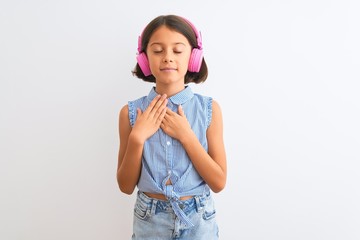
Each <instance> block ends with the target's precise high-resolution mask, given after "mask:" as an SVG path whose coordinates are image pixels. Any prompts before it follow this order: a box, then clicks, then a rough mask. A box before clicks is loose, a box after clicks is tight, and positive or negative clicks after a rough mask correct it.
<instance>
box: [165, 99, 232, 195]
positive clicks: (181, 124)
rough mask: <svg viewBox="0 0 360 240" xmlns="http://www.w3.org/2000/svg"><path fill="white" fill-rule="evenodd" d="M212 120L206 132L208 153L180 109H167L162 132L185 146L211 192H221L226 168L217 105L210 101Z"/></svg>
mask: <svg viewBox="0 0 360 240" xmlns="http://www.w3.org/2000/svg"><path fill="white" fill-rule="evenodd" d="M212 105H213V109H212V114H213V115H212V121H211V124H210V126H209V128H208V129H207V133H206V136H207V140H208V152H206V151H205V149H204V148H203V146H202V145H201V143H200V142H199V140H198V138H197V136H196V135H195V133H194V132H193V131H192V129H191V127H190V125H189V123H188V122H187V119H186V117H185V114H184V113H183V110H182V108H181V107H180V108H179V114H177V113H174V112H173V111H171V110H170V109H168V110H167V113H166V115H165V119H164V121H163V124H162V125H161V127H162V129H163V130H164V131H165V132H166V133H167V134H169V135H170V136H172V137H174V138H176V139H178V140H179V141H180V142H181V143H182V145H183V146H184V148H185V150H186V152H187V154H188V155H189V157H190V159H191V161H192V163H193V165H194V167H195V168H196V170H197V171H198V173H199V174H200V176H201V177H202V178H203V179H204V181H205V182H206V183H207V184H208V185H209V187H210V188H211V190H212V191H214V192H220V191H221V190H222V189H223V188H224V187H225V184H226V176H227V166H226V154H225V147H224V140H223V121H222V114H221V109H220V106H219V105H218V103H217V102H215V101H213V104H212Z"/></svg>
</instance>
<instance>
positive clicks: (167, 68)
mask: <svg viewBox="0 0 360 240" xmlns="http://www.w3.org/2000/svg"><path fill="white" fill-rule="evenodd" d="M160 70H161V71H176V70H177V69H176V68H170V67H166V68H161V69H160Z"/></svg>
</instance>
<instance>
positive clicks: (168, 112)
mask: <svg viewBox="0 0 360 240" xmlns="http://www.w3.org/2000/svg"><path fill="white" fill-rule="evenodd" d="M138 44H139V46H138V56H137V65H136V67H135V69H134V71H133V74H134V75H135V76H136V77H138V78H140V79H143V80H144V81H147V82H153V83H155V86H154V87H152V88H151V90H150V92H149V94H148V95H147V96H143V97H141V98H138V99H136V100H134V101H129V102H128V104H127V105H125V106H124V107H123V108H122V109H121V111H120V114H119V135H120V150H119V159H118V169H117V181H118V184H119V187H120V190H121V191H122V192H124V193H126V194H132V193H133V191H134V189H135V187H137V188H138V192H137V199H136V203H135V207H134V222H133V236H132V239H190V240H201V239H206V240H213V239H218V226H217V223H216V220H215V208H214V203H213V199H212V195H211V192H215V193H217V192H220V191H221V190H222V189H223V188H224V187H225V182H226V155H225V148H224V142H223V122H222V114H221V109H220V107H219V105H218V103H217V102H216V101H214V100H213V99H212V98H211V97H207V96H203V95H200V94H196V93H194V92H193V91H192V90H191V88H190V86H189V85H188V84H189V83H196V84H197V83H201V82H204V81H205V80H206V78H207V75H208V70H207V65H206V63H205V60H204V58H203V49H202V42H201V35H200V32H198V31H197V29H196V28H195V27H194V25H193V24H192V23H191V22H190V21H189V20H187V19H185V18H183V17H179V16H175V15H165V16H159V17H157V18H155V19H153V20H152V21H151V22H150V23H149V24H148V25H147V26H146V28H145V29H144V31H143V32H142V34H141V36H140V37H139V43H138Z"/></svg>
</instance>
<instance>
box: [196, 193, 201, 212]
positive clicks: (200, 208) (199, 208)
mask: <svg viewBox="0 0 360 240" xmlns="http://www.w3.org/2000/svg"><path fill="white" fill-rule="evenodd" d="M199 198H200V197H199V196H195V197H194V199H195V204H196V211H197V212H200V211H201V209H202V207H201V204H200V199H199Z"/></svg>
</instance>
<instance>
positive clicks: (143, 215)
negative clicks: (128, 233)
mask: <svg viewBox="0 0 360 240" xmlns="http://www.w3.org/2000/svg"><path fill="white" fill-rule="evenodd" d="M150 206H151V205H149V204H147V203H144V202H141V201H140V200H139V199H138V200H137V201H136V203H135V207H134V215H135V216H136V217H137V218H139V219H141V220H146V219H147V218H148V217H149V216H150Z"/></svg>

........

• **Work order**
What you return should be the entries from above, unchanged and without their images.

• **Output for this exercise**
Each <instance> block ends with the target's precise high-resolution mask, given after "mask:" as an SVG path whose coordinates are image pixels. Any prompts before it follow this order: a box, then clicks, then a rough mask. A box before clicks is loose, a box after clicks is tight, and positive or negative clicks after a rough mask correct it.
<instance>
box: [165, 99, 232, 195]
positive clicks: (181, 124)
rough mask: <svg viewBox="0 0 360 240" xmlns="http://www.w3.org/2000/svg"><path fill="white" fill-rule="evenodd" d="M212 120L206 132L208 153L180 109H167L162 132L185 146L211 192H221L226 168L217 105L210 101Z"/></svg>
mask: <svg viewBox="0 0 360 240" xmlns="http://www.w3.org/2000/svg"><path fill="white" fill-rule="evenodd" d="M212 105H213V109H212V114H213V115H212V121H211V124H210V126H209V128H208V129H207V133H206V136H207V140H208V152H206V151H205V149H204V148H203V146H202V145H201V143H200V142H199V140H198V138H197V136H196V135H195V133H194V132H193V131H192V129H191V127H190V125H189V123H188V122H187V119H186V117H185V114H184V113H183V110H182V108H181V107H180V108H179V114H177V113H174V112H173V111H171V110H170V109H168V110H167V113H166V115H165V119H164V121H163V124H162V125H161V127H162V129H163V130H164V131H165V132H166V133H167V134H169V135H170V136H172V137H174V138H176V139H178V140H179V141H180V142H181V143H182V145H183V146H184V148H185V150H186V152H187V154H188V155H189V157H190V159H191V161H192V163H193V165H194V167H195V168H196V170H197V171H198V173H199V174H200V176H201V177H202V178H203V179H204V181H205V182H206V183H207V184H208V185H209V187H210V188H211V190H212V191H214V192H220V191H221V190H222V189H223V188H224V187H225V184H226V176H227V166H226V154H225V147H224V140H223V121H222V114H221V109H220V106H219V105H218V103H217V102H215V101H213V104H212Z"/></svg>
</instance>
<instance>
positive clicks: (167, 68)
mask: <svg viewBox="0 0 360 240" xmlns="http://www.w3.org/2000/svg"><path fill="white" fill-rule="evenodd" d="M160 70H161V71H176V70H177V69H176V68H170V67H166V68H161V69H160Z"/></svg>
</instance>
<instance>
positive clicks: (168, 112)
mask: <svg viewBox="0 0 360 240" xmlns="http://www.w3.org/2000/svg"><path fill="white" fill-rule="evenodd" d="M138 44H139V46H138V56H137V65H136V67H135V69H134V71H133V74H134V75H135V76H136V77H138V78H140V79H143V80H144V81H147V82H153V83H155V86H154V87H152V88H151V90H150V92H149V94H148V95H147V96H143V97H141V98H138V99H136V100H134V101H129V102H128V104H127V105H125V106H124V107H123V108H122V109H121V111H120V114H119V135H120V150H119V159H118V169H117V181H118V184H119V187H120V190H121V191H122V192H124V193H126V194H132V193H133V191H134V189H135V187H137V188H138V192H137V199H136V203H135V207H134V222H133V236H132V239H190V240H201V239H206V240H213V239H218V226H217V223H216V220H215V208H214V203H213V199H212V195H211V192H215V193H217V192H220V191H221V190H222V189H223V188H224V187H225V182H226V155H225V148H224V142H223V122H222V114H221V109H220V107H219V105H218V103H217V102H216V101H214V100H213V99H212V98H211V97H207V96H203V95H200V94H196V93H194V92H193V91H192V90H191V88H190V86H189V85H188V84H189V83H196V84H197V83H201V82H204V81H205V80H206V78H207V75H208V70H207V65H206V63H205V60H204V58H203V49H202V42H201V35H200V32H198V31H197V29H196V28H195V27H194V25H193V24H192V23H191V22H190V21H189V20H187V19H185V18H183V17H179V16H175V15H165V16H159V17H157V18H155V19H153V20H152V21H151V22H150V23H149V24H148V25H147V26H146V28H145V29H144V31H143V32H142V34H141V36H140V37H139V43H138Z"/></svg>
</instance>
<instance>
box: [196, 193, 201, 212]
positive clicks: (200, 208) (199, 208)
mask: <svg viewBox="0 0 360 240" xmlns="http://www.w3.org/2000/svg"><path fill="white" fill-rule="evenodd" d="M199 198H200V197H199V196H195V197H194V199H195V204H196V211H197V212H200V211H201V209H202V207H201V204H200V199H199Z"/></svg>
</instance>
<instance>
positive clicks: (143, 215)
negative clicks: (128, 233)
mask: <svg viewBox="0 0 360 240" xmlns="http://www.w3.org/2000/svg"><path fill="white" fill-rule="evenodd" d="M150 206H151V205H149V204H147V203H144V202H141V201H140V200H139V199H138V200H137V201H136V203H135V207H134V215H135V216H136V217H137V218H139V219H141V220H146V219H147V218H148V217H149V216H150Z"/></svg>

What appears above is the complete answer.